Loka (Buddhisme)

Konsep alam kehidupan menurut Buddhisme yang meliputi alam surga, brahma, manusia, neraka, binatang, jin, hantu kelaparan, dan lain-lain

Dalam Buddhisme, Alam Kehidupan (Pāli, Sanskerta: loka, bhūmi, atau dhātu) adalah penggambaran alam semesta yang dihuni oleh berbagai jenis makhluk, sesuai dengan kitab suci Tripitaka dan Atthakatha. Alam-alam kehidupan diuraikan berdasarkan wujud, karakteristik, makanan, masa hidup, dan keindahan makhluk-makhluknya.[1][2] Secara keseluruhan, terdapat 31 jenis alam kehidupan yang dikelompokkan dalam tiga kategori utama, yaitu:[3]

  • 4 Alam Lingkup Nonmateri (arūpavacara-)
    • 4 Alam Brahma Nonmateri (arūpabrahma-)
Candi Borobudur sebagai bentuk penggambaran kosmologi Buddhisme
  • 16 Alam Lingkup Materi Halus (rūpavacara-)
    • 16 Alam Brahma Materi Halus (rūpabrahma-)
  • 13 Alam Lingkup Indrawi (kāmavacara-)
    • 6 Alam Surga atau Alam Dewa (deva-)
    • 1 Alam Manusia (manussa-)
    • 6 Alam Menyedihkan (apāya-)

Dalam kitab Visuddhimagga dijelaskan pembagian keberadaan dunia menjadi empat periode yang berbeda, yaitu periode kehancuran (saṁvaṭṭa); periode diam atau stabil dalam keadaan hancur (saṁvaṭṭaṭṭhāyī); periode terbentang, mengembang, atau pembentukan kembali (vivaṭṭa); dan periode kestabilan setelah perkembangan (vivaṭṭaṭṭhāyī).

## Tugas Tertulis
- a) Bagaimana paragraf yang diawali "Dalam Buddhisme, Alam Kehidupan" dalam kutipan tentang alam kehidupan Buddhisme dapat ditulis ulang secara lebih ringkas sebagai daftar poin tanpa menghilangkan fakta utamanya?
- b) Jawab pertanyaan berikut berdasarkan kutipan tentang alam kehidupan Buddhisme:
(i) Berapa jumlah Alam Brahma Materi Halus?
(ii) Berapa jumlah Alam Manusia dalam Alam Lingkup Indrawi?
(iii) Apa istilah untuk periode kehancuran menurut kitab Visuddhimagga?
- c) Bisakah Anda melanjutkan kutipan tentang alam kehidupan Buddhisme mulai dari kalimat terakhirnya?

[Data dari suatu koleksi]
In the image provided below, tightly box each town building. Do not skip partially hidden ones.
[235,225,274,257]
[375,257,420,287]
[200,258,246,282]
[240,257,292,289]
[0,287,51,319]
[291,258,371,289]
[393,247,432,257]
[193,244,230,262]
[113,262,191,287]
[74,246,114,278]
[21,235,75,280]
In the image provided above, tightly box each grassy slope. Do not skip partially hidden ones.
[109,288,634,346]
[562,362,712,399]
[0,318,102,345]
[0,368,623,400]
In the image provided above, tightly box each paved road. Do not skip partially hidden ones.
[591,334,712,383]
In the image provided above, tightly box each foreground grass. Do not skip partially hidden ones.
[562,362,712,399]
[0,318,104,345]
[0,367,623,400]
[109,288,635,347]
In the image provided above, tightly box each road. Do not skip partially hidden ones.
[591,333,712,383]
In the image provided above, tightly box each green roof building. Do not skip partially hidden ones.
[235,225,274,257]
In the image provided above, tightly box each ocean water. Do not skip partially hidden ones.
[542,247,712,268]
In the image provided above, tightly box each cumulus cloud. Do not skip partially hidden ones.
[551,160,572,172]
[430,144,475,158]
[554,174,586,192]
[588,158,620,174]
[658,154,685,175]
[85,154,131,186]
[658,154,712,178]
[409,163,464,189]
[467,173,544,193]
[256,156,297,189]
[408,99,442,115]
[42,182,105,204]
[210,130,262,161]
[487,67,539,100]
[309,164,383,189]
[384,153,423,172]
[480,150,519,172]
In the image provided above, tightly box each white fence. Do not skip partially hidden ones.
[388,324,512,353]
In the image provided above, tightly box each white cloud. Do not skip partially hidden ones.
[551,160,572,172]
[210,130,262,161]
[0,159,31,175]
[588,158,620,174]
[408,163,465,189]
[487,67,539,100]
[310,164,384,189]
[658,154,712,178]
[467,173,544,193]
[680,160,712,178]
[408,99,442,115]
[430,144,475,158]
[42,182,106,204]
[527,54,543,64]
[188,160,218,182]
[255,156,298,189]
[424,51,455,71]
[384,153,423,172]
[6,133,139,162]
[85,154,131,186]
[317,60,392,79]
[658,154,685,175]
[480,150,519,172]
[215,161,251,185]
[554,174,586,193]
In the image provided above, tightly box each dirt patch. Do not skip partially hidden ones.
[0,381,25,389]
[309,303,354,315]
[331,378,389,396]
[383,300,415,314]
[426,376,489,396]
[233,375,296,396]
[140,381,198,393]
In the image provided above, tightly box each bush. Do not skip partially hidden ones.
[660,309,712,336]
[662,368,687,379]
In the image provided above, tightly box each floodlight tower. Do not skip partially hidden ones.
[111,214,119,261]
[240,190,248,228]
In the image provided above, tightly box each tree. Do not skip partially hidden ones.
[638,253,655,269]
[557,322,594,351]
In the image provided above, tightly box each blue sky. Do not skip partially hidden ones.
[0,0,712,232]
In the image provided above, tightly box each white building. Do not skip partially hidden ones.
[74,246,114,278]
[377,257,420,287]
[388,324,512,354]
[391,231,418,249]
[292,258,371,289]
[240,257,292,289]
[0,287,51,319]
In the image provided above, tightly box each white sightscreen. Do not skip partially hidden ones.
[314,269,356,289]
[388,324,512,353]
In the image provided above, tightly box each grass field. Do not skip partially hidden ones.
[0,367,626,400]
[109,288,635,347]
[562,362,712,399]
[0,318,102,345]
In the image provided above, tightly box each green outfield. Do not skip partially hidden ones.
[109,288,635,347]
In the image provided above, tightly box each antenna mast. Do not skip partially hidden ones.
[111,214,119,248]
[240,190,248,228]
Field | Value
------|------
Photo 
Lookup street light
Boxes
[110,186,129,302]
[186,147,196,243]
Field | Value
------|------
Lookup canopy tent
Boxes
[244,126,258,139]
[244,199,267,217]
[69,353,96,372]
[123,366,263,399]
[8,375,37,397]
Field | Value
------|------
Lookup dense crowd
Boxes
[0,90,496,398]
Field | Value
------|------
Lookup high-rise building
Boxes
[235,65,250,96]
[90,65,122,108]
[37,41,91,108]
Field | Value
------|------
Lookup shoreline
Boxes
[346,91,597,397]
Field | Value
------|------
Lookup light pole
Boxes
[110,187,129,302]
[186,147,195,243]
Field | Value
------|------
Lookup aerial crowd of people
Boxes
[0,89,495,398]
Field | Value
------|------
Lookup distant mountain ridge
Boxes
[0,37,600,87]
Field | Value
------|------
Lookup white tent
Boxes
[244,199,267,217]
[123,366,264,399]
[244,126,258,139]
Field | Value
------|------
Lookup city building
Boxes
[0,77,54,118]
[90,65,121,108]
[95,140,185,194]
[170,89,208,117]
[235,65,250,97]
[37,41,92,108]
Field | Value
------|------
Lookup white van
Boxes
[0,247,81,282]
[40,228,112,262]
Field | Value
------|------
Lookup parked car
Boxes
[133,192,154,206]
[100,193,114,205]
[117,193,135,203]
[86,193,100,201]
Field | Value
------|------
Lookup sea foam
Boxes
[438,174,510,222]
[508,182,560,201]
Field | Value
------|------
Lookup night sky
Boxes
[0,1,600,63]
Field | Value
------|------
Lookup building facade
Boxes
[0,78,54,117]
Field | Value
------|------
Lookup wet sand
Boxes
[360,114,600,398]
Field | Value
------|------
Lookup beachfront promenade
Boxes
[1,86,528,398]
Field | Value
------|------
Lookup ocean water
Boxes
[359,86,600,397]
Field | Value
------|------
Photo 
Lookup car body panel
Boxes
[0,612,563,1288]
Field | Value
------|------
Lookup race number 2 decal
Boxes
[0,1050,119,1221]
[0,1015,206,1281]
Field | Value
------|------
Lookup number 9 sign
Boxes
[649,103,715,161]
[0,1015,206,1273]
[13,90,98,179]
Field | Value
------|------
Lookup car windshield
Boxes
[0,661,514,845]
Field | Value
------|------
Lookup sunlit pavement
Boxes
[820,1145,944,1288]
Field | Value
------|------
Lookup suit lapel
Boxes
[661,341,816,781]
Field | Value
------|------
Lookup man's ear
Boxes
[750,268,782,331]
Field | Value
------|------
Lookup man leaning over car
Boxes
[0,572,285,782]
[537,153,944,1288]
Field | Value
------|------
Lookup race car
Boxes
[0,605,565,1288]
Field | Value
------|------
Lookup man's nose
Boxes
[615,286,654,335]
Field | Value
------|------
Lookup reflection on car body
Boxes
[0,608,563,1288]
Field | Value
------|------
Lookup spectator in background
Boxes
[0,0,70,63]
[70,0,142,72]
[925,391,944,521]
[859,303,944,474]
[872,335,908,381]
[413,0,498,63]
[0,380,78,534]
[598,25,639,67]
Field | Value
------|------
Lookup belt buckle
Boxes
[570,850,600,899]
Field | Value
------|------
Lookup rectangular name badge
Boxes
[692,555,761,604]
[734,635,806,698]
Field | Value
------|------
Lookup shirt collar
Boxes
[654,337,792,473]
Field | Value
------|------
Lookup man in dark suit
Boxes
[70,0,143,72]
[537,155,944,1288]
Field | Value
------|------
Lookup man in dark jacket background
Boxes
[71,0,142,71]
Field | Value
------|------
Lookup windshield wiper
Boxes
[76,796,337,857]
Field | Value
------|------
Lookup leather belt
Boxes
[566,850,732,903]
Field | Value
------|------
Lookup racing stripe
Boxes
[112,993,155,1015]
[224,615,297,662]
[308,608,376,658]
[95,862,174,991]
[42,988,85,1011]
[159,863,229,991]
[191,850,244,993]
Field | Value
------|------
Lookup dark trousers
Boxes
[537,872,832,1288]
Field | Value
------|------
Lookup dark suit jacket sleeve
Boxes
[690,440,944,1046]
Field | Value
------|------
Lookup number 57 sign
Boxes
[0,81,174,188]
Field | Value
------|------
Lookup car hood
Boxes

## Jawaban Tiap Tugas
- a)
- Dalam Buddhisme, Alam Kehidupan (loka, bhūmi, atau dhātu) adalah gambaran alam semesta yang dihuni berbagai jenis makhluk, sesuai dengan Tripitaka dan Atthakatha.
- Alam-alam ini diuraikan menurut wujud, karakteristik, makanan, masa hidup, dan keindahan makhluknya.
- Seluruhnya ada 31 alam kehidupan yang terbagi dalam tiga kategori utama.

- b)
(i) 16
(ii) 1
(iii) Saṁvaṭṭa

- c)
31 Alam Kehidupan

 
Kosmologi spasial vertikal

Pada beberapa literatur Buddhis, tiga puluh satu alam kehidupan dikelompokkan dalam tiga kategori utama, yaitu Alam Lingkup Indrawi, Alam Lingkup Materi Halus, dan Alam Lingkup Nonmateri.[4]

Alam Brahma (Brahmaloka)

Alam Brahma terdiri atas Alam Brahma Materi-Halus (rūpāvacarabhūmi), dan Alam Brahma Nonmateri (arūpavacarabhūmi). Alam Brahma merupakan alam tertinggi di sistem kosmologi Buddhis. Alam Brahma berkedudukan di atas “Alam yang Penuh Kebahagiaan” dan berjumlah 20 alam:

  • 4 Alam Brahma Nonmateri (arūpavacarabhūmi):
  1. ākāsānañcāyatana
  2. viññāṇānañcāyatana
  3. ākiṁcanyāyatana
  4. nevasaññānāsaññāyatana
  • 16 Alam Brahma Materi-Halus (rūpāvacarabhūmi):
    • 1 Alam Makhluk Tanpa-Batin (asaññasattā)
    • 1 Alam Buah Besar (vehapphalā)
    • 5 Kediaman Murni (suddhāvāsā)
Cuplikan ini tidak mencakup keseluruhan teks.